> [Provided data]:
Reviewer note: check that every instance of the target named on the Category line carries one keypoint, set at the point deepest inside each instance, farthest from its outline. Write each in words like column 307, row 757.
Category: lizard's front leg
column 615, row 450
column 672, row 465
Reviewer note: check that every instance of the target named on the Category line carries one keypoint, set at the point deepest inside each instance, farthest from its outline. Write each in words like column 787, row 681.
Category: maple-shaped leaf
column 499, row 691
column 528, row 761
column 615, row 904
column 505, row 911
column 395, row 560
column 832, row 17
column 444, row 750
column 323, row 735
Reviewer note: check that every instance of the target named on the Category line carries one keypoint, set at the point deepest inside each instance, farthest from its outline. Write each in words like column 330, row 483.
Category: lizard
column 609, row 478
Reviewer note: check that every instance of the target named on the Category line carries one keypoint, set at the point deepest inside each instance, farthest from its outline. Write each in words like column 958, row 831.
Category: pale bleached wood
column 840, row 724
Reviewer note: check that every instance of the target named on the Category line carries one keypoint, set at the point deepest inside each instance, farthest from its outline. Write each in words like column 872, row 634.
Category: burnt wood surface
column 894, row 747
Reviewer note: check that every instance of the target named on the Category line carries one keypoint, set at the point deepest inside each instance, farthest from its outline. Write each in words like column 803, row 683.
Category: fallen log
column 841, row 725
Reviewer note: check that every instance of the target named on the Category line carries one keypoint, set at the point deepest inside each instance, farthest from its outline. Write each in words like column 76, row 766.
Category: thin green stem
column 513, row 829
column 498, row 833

> [What to work on]: Copy out every one of the records above, line by line and word for word, with no changes.

> [Response]:
Reviewer note: check that every instance of the target named on the Category line carries one keypoint, set at the point deepest inside each instance, farthest from its outline. Write each in words like column 307, row 757.
Category: lizard's front leg
column 615, row 450
column 672, row 465
Reviewer note: check that every instance of the target named on the Category line carries one keypoint, set at the point deepest inside each instance, farthest from its outline. Write each in words like column 787, row 681.
Category: maple-shaped leaf
column 499, row 691
column 528, row 761
column 615, row 904
column 505, row 911
column 395, row 560
column 832, row 17
column 444, row 750
column 323, row 735
Reviewer note: check that every instance of the target named on the Category line carries one keypoint, set at the point deepest inside each instance, farthest from its outline. Write each in words like column 330, row 483.
Category: lizard
column 609, row 478
Reviewer note: check that every instance of the target named on the Category line carries one keypoint, set at the point deepest inside each instance, farthest from its outline. Write each in words like column 958, row 831.
Category: pale bleached wood
column 840, row 724
Reviewer note: check that every instance of the target named on the Category line carries one keypoint, set at the point deepest inside each instance, farthest from its outline. Write each in words like column 872, row 634.
Category: burnt wood surface
column 894, row 747
Reviewer note: check that every instance of the target named on the Category line carries one keypoint, set at the point deepest inside each instance, farthest from its outline. Write each in words like column 803, row 683.
Category: fallen log
column 841, row 725
Reviewer note: check that every instance of the target named on the Category line carries one keypoint, set at the point deepest inside each instance, farthest from its outline. Write each in words like column 76, row 766.
Category: thin green stem
column 513, row 829
column 498, row 833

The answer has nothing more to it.